Copy out every line of the data exactly.
▬▬▬▬▬▬
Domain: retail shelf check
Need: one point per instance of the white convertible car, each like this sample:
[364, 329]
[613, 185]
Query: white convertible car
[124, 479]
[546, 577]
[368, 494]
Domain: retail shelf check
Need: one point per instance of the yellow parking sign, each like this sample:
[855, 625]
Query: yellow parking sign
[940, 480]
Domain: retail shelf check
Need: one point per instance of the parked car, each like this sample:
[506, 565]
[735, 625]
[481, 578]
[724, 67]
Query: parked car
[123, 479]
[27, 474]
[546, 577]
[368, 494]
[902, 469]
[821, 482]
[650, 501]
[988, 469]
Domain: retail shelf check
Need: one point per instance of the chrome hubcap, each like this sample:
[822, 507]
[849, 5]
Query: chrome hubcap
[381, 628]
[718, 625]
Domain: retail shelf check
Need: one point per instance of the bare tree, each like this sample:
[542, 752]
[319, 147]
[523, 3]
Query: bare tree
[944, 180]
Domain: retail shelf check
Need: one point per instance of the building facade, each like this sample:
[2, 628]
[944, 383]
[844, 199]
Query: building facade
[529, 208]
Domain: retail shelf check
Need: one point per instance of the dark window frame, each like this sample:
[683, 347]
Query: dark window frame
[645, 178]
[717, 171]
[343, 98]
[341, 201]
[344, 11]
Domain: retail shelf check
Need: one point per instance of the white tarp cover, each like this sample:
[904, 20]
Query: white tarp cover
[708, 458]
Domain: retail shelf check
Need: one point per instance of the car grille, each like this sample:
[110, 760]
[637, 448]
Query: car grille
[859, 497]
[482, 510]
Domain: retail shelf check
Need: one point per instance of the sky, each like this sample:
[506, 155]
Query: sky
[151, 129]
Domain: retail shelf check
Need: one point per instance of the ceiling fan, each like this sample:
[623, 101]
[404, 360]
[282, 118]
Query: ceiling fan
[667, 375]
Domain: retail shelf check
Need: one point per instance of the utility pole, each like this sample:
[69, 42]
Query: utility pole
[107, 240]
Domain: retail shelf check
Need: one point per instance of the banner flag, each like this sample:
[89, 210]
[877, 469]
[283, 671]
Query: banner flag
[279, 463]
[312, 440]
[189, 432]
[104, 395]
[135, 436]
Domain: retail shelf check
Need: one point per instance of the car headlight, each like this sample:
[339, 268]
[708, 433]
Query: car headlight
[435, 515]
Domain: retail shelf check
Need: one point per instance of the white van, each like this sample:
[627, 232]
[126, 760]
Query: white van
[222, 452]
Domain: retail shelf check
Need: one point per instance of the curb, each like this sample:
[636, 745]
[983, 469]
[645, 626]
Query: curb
▬▬▬▬▬▬
* [COMPLETE ANSWER]:
Domain: retail shelf check
Need: one point per instance of the white convertible car, each like this sample:
[364, 329]
[613, 185]
Query: white convertible car
[124, 479]
[546, 577]
[368, 494]
Domain: retail shelf check
Need: one point per instance of the yellow parking sign, each like this sample:
[855, 625]
Query: yellow parking sign
[940, 480]
Domain: retail shelf check
Need: one point per instance of the parked car, each like this sample:
[506, 565]
[735, 625]
[481, 578]
[724, 67]
Query: parked car
[123, 479]
[27, 474]
[546, 577]
[368, 494]
[902, 469]
[821, 482]
[650, 501]
[988, 469]
Domain: retail shelf check
Need: one point per instance of the chrome hubcap, each like this sample:
[822, 507]
[849, 5]
Query: chrome hubcap
[381, 628]
[718, 625]
Domain: retail shelf check
Need: one point per instance of the bare tree, each like this sample:
[542, 752]
[319, 147]
[523, 3]
Query: bare tree
[944, 180]
Domain: retail shelf check
Need: one point per instance of the building facade, each like this sample:
[2, 628]
[944, 383]
[844, 199]
Query: building facade
[529, 208]
Domain: retail shelf check
Need: one point per instance of the dark window frame, each like this sample:
[683, 347]
Query: dark window frame
[645, 178]
[717, 171]
[343, 98]
[341, 201]
[344, 11]
Domain: retail shelf check
Need: one point per instance of the white tarp cover, each like this sample:
[904, 20]
Query: white tarp cover
[708, 458]
Domain: retail shelf check
Need: one point per instance of the car grille, each like this sample:
[110, 760]
[637, 448]
Query: car grille
[859, 497]
[482, 510]
Domain: retail shelf check
Need: one point per instance of the sky, each like this sample:
[506, 155]
Query: sky
[151, 129]
Domain: retail shelf check
Need: one point per instance of the ceiling fan, each like this sample:
[623, 101]
[404, 360]
[282, 118]
Query: ceiling fan
[667, 375]
Domain: retail shelf check
Need: one point per instance of the utility pole, each like this sample:
[69, 42]
Query: utility pole
[107, 240]
Domain: retail shelf check
Need: one point per instance of the banner flag, each like this sample:
[89, 210]
[877, 469]
[283, 671]
Query: banner flag
[279, 463]
[312, 440]
[189, 432]
[104, 395]
[135, 436]
Domain: retail shelf check
Need: one point per instance of the car headlight, each like this sample:
[339, 268]
[708, 433]
Query: car headlight
[435, 515]
Domain: retail shelf check
Need: one point per instance of the white van, each like this sample:
[627, 232]
[126, 760]
Query: white van
[222, 452]
Domain: retail shelf check
Need: one point per instance of the curb, each like this sample:
[636, 745]
[983, 469]
[645, 626]
Query: curb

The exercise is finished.